**REQUIREMENTS**
Report every line of the records that contains the string "hedge", copying each such line in full.

**GIVEN DATA**
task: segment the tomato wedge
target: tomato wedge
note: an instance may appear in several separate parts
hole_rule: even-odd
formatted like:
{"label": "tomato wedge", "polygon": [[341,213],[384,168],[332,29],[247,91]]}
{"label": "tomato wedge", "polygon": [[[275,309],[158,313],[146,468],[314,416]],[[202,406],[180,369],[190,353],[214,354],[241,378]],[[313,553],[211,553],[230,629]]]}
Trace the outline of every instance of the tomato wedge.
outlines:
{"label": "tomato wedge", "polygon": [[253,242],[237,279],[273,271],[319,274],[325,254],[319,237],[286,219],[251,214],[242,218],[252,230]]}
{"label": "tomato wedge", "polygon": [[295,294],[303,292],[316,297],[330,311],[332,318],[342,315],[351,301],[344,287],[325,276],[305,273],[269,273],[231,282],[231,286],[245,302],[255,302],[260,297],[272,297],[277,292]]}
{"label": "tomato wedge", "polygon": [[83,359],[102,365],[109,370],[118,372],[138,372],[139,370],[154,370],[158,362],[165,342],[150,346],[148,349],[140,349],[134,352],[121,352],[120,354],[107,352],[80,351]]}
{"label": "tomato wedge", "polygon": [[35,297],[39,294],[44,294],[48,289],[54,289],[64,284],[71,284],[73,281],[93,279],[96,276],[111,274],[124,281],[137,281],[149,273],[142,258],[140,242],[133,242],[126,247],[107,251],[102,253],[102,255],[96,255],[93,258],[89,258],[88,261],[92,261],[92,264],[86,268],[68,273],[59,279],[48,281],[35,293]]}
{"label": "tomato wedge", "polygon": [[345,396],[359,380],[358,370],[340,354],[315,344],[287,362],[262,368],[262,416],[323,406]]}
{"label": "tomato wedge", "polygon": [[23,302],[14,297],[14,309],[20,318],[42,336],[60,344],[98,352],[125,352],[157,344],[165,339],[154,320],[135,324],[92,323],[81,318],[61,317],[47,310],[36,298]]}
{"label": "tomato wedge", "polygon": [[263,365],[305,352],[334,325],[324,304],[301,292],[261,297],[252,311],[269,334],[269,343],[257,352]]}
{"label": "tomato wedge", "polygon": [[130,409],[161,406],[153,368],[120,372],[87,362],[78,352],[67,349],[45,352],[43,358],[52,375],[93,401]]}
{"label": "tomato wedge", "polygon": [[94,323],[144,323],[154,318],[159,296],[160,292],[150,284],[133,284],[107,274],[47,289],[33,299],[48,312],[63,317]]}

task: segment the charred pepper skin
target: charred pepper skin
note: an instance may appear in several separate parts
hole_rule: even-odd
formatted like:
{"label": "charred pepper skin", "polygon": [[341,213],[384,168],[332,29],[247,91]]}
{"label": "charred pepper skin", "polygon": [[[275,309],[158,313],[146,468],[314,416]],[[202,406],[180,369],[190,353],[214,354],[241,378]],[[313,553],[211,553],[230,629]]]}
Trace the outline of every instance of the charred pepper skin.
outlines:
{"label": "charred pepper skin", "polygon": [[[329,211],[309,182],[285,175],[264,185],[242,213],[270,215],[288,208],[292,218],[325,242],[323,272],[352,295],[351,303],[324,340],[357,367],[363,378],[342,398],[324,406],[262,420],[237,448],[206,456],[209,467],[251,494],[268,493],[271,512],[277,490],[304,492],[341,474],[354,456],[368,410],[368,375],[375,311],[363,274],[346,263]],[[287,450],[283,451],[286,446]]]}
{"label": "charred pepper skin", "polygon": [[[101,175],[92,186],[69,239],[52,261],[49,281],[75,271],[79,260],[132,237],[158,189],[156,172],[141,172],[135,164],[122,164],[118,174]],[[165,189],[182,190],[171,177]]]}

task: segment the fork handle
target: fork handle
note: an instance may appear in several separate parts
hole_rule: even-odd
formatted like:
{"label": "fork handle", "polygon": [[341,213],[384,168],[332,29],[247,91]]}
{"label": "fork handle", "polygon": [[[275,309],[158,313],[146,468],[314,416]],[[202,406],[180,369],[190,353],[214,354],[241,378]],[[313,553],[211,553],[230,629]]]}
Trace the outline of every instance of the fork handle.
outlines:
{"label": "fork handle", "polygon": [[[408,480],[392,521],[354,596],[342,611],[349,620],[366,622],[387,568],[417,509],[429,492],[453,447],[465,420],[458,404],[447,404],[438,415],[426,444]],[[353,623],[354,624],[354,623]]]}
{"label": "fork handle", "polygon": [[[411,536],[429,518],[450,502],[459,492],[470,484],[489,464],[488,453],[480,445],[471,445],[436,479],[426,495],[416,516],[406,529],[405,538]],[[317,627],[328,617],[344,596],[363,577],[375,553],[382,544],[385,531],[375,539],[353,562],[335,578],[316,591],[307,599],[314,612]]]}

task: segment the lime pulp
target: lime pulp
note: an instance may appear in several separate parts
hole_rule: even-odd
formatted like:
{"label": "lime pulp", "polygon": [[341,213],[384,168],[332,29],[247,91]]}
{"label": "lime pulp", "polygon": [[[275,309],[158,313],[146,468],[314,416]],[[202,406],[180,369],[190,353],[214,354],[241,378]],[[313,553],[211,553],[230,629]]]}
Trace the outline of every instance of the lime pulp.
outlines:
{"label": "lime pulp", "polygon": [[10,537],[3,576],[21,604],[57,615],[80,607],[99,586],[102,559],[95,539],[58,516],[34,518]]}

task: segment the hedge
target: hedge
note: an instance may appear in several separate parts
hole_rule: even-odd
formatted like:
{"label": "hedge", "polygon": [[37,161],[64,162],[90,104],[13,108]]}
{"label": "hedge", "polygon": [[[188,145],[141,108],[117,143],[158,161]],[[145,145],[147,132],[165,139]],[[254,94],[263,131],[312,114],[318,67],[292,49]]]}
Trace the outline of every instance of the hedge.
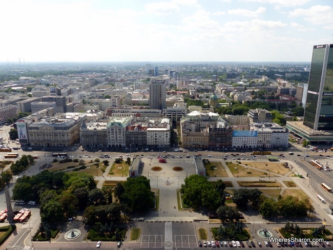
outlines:
{"label": "hedge", "polygon": [[7,240],[7,238],[8,238],[8,237],[15,229],[16,229],[16,226],[15,225],[9,225],[8,226],[2,226],[0,227],[0,231],[6,231],[4,235],[0,237],[0,245],[2,245],[2,243]]}
{"label": "hedge", "polygon": [[96,232],[93,229],[91,229],[88,232],[87,238],[92,241],[98,241],[99,240],[102,240],[104,241],[118,241],[118,240],[120,240],[125,238],[126,231],[126,229],[120,229],[120,238],[117,239],[114,234],[104,234],[103,235],[101,236],[98,232]]}

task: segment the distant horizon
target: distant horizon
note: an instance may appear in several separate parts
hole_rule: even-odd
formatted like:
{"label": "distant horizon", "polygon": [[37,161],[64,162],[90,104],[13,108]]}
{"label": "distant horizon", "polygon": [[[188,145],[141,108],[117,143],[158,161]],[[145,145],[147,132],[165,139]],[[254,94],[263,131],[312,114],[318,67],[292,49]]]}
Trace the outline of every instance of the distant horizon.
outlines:
{"label": "distant horizon", "polygon": [[311,61],[31,61],[22,62],[0,61],[0,64],[6,65],[24,66],[31,64],[87,64],[87,63],[306,63],[310,64]]}
{"label": "distant horizon", "polygon": [[0,8],[5,64],[309,62],[333,30],[331,0],[15,0]]}

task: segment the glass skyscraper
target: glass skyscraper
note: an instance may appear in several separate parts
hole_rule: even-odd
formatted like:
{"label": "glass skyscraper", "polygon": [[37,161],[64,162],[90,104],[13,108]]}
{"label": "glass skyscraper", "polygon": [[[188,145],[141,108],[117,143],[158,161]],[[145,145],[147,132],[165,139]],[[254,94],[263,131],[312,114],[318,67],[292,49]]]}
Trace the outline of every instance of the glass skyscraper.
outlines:
{"label": "glass skyscraper", "polygon": [[333,44],[314,46],[303,124],[333,130]]}

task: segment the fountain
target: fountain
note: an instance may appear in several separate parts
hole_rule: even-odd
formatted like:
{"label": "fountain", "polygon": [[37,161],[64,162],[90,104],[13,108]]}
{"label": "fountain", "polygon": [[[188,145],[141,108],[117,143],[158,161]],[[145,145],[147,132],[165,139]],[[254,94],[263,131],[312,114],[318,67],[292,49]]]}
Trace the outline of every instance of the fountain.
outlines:
{"label": "fountain", "polygon": [[273,237],[273,234],[272,232],[268,231],[267,229],[261,229],[257,233],[258,235],[266,240],[268,240],[269,238]]}
{"label": "fountain", "polygon": [[78,229],[72,228],[65,234],[65,238],[66,240],[74,240],[81,235],[81,231]]}

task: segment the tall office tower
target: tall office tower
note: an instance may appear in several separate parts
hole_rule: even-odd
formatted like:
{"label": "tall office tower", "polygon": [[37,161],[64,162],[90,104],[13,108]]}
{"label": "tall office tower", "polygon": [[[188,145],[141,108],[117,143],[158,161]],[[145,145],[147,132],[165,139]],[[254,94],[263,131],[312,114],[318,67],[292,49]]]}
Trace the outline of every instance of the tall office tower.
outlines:
{"label": "tall office tower", "polygon": [[149,85],[151,109],[162,110],[167,108],[165,80],[162,78],[152,79]]}
{"label": "tall office tower", "polygon": [[304,125],[333,130],[333,44],[314,46],[305,109]]}

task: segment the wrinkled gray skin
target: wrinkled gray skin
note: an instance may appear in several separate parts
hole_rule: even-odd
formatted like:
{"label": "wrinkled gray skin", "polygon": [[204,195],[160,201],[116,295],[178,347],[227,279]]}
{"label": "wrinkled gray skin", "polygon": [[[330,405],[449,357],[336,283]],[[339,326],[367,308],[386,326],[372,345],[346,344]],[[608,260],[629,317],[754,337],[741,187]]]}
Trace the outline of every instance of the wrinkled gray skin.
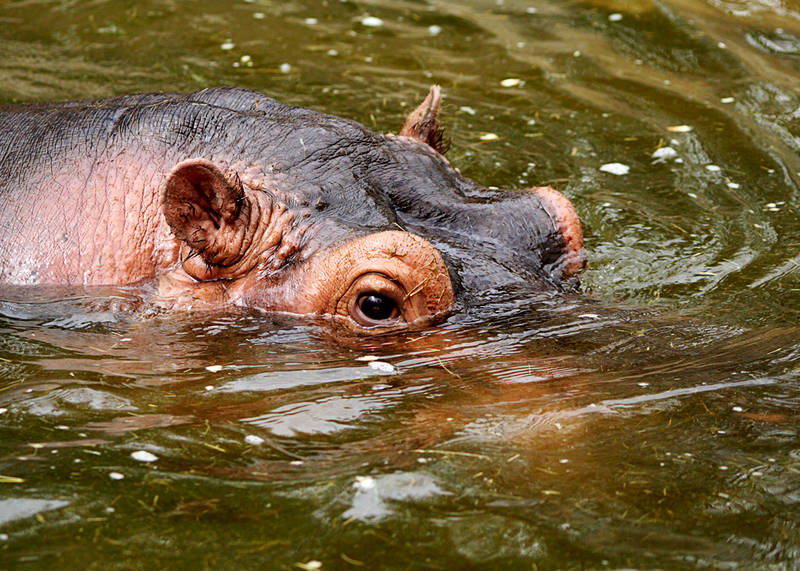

**RESULT OF THIS EXERCISE**
task: segment the hedge
target: hedge
{"label": "hedge", "polygon": [[37,161],[64,162],[90,104],[13,108]]}
{"label": "hedge", "polygon": [[[188,145],[141,108],[117,143],[158,161]],[[145,145],[147,132],[165,139]],[[254,94],[263,131],[312,114],[318,67],[292,49]]]}
Trace the outline of every instance of the hedge.
{"label": "hedge", "polygon": [[7,240],[7,238],[8,238],[8,237],[15,229],[16,229],[16,226],[15,225],[9,225],[8,226],[2,226],[0,227],[0,231],[6,231],[4,235],[0,237],[0,245],[2,245],[2,243]]}
{"label": "hedge", "polygon": [[96,232],[93,229],[91,229],[88,232],[87,238],[92,241],[98,241],[99,240],[102,240],[104,241],[118,241],[118,240],[120,240],[125,238],[126,231],[126,229],[120,229],[120,238],[117,239],[114,234],[104,234],[103,235],[101,236],[98,232]]}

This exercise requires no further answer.